-- Source excerpt --
2000-05-18 Thread Peter W Tomlinson

David Corcoran wrote:

 Hi, here is a bit that I wrote up to vent on my lack of standards in the
 smartcard industry.  Let me know if you agree or not.
 

(and a great deal more besides).

If Birmingham Aston University (UK) mounts it on their unrestricted 
web site, see the paper on smart card standards and e-purse originally 
written in 1997 by Ram Bannerjee, and greatly updated recently by 
myself and Steve Brunt (Steve is the senior ISO editor for ISO/IEC 
10373, the smart card test standard).

Smart card specifications were never designed from the top down, but 
just grew as a struggling technology (naked ICs embedded in a card, 
when everyone said they would be destroyed by static discharge) 
emerged from France. Bitter rivalry between suppliers, at a time when 
the technology was being used for closed schemes (cards and 
terminals being matched up by the systems integrators), a weak ISO 
organisation, and lack of public money for standardisation - all these 
contributed to the current mess.

-- Data rows --
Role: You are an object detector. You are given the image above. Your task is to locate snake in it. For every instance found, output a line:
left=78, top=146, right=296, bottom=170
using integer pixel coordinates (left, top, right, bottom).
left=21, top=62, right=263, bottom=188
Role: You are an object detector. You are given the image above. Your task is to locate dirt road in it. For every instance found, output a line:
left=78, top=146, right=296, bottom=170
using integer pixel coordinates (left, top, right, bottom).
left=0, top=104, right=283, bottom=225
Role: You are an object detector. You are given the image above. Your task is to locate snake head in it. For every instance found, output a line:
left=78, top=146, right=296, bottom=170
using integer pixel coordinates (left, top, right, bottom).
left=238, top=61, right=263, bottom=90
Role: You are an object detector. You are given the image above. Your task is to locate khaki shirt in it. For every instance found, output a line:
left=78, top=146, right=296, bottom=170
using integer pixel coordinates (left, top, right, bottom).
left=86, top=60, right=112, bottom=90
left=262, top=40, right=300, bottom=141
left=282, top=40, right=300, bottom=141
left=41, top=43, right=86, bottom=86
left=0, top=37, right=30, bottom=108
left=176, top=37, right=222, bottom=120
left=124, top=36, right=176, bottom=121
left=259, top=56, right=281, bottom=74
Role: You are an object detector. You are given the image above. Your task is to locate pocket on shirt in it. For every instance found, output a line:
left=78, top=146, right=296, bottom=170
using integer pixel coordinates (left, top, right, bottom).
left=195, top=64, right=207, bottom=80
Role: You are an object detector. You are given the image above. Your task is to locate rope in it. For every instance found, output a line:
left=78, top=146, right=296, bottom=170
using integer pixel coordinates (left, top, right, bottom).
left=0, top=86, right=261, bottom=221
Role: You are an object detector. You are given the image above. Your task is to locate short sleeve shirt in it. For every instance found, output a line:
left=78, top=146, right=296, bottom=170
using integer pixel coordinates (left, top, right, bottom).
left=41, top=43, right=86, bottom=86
* * *
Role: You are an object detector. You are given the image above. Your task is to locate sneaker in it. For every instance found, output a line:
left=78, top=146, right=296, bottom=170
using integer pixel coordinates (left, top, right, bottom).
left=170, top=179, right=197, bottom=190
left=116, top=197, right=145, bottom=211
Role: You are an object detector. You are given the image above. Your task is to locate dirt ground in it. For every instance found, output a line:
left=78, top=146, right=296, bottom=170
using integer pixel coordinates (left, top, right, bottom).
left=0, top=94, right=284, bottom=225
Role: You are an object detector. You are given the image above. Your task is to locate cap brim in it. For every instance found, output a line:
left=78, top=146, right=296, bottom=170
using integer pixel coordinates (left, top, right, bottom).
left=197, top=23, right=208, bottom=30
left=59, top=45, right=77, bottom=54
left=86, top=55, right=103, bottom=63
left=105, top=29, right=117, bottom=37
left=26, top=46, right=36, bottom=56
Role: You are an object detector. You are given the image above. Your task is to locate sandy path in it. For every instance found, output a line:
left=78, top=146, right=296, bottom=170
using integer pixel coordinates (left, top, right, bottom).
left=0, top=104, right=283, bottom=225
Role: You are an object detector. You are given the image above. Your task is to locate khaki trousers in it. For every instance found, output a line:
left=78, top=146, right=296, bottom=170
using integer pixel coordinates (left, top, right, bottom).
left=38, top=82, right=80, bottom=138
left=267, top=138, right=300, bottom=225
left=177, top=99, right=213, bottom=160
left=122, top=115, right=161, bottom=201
* * *
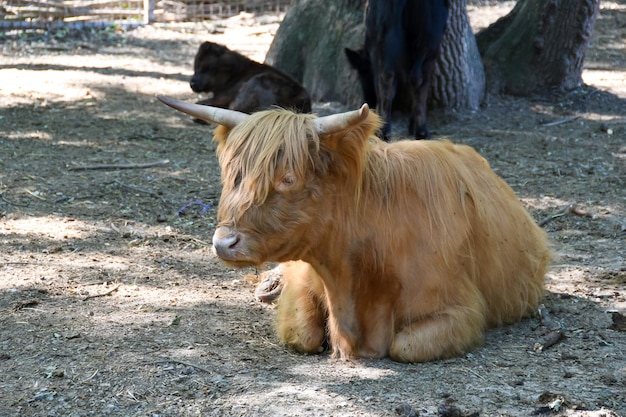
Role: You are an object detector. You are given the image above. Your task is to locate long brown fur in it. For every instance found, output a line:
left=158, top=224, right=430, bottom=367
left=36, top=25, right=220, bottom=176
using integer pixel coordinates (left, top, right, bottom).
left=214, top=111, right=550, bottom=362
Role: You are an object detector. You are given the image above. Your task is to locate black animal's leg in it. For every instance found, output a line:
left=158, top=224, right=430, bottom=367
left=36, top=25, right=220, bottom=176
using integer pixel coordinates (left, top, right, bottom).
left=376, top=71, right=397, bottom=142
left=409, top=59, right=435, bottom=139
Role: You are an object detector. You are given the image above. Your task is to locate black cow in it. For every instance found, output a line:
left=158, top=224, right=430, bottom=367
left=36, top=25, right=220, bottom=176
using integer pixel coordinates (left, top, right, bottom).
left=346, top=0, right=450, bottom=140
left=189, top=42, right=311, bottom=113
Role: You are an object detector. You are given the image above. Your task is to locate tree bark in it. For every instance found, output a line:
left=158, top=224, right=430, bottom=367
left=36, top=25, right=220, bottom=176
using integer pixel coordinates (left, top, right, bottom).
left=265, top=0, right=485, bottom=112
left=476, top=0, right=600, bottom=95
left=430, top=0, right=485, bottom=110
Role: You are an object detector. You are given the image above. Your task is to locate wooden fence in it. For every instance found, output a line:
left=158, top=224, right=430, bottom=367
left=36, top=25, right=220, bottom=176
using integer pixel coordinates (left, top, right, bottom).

-- To do --
1. Answer these questions about the smart card standards post:
(a) Who originally wrote the paper on smart card standards and e-purse, and in what year?
(b) For which standard is Steve Brunt the senior ISO editor?
(c) From which country did the smart card technology emerge?
2. Please recast the rows between the line holding "to locate sneaker" and the line holding "left=0, top=94, right=284, bottom=225", inclusive, as a numbered list, leaving out blank lines.

-- Outputs in order --
1.
(a) Ram Bannerjee, in 1997.
(b) ISO/IEC 10373, the smart card test standard.
(c) France.

2.
1. Role: You are an object detector. You are given the image above. Your task is to locate sneaker in it. For every instance found, output a line:
2. left=78, top=146, right=296, bottom=170
3. using integer pixel coordinates (left, top, right, bottom).
4. left=170, top=179, right=197, bottom=190
5. left=116, top=197, right=145, bottom=211
6. Role: You are an object detector. You are given the image above. Your task is to locate dirt ground in it. For every instance found, output a line:
7. left=78, top=146, right=296, bottom=170
8. using integer pixel coordinates (left, top, right, bottom).
9. left=0, top=94, right=284, bottom=225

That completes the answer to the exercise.